### Objective
Convert the listing below into a JSON list of strings, one string per line and no blank lines, omitting the picture lines.

### Extracted data
- - - - -

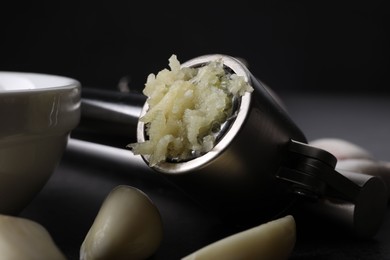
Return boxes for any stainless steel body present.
[76,55,388,237]
[137,55,306,223]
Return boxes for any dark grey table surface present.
[20,93,390,260]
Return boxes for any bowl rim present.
[0,70,81,95]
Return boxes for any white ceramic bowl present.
[0,71,81,214]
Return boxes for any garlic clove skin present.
[0,215,66,260]
[182,215,296,260]
[80,185,163,260]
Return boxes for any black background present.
[0,0,390,93]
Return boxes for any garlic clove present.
[80,185,163,260]
[0,215,66,260]
[182,215,296,260]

- - - - -

### Task answer
[
  "Return boxes for any stainless steel body present.",
  "[76,55,388,237]",
  "[137,55,306,223]",
  "Return boxes for any dark grey table surface present.",
  "[20,93,390,260]",
  "Return boxes for any bowl rim present.",
  "[0,70,81,95]",
  "Return boxes for any white ceramic bowl present.",
  "[0,71,81,214]",
  "Return boxes for any garlic clove skin present.",
  "[0,215,66,260]",
  "[182,215,296,260]",
  "[80,185,163,260]",
  "Return boxes for any black background present.",
  "[0,0,390,93]",
  "Return boxes for any garlic clove present.",
  "[80,185,163,260]",
  "[0,215,66,260]",
  "[182,215,296,260]"
]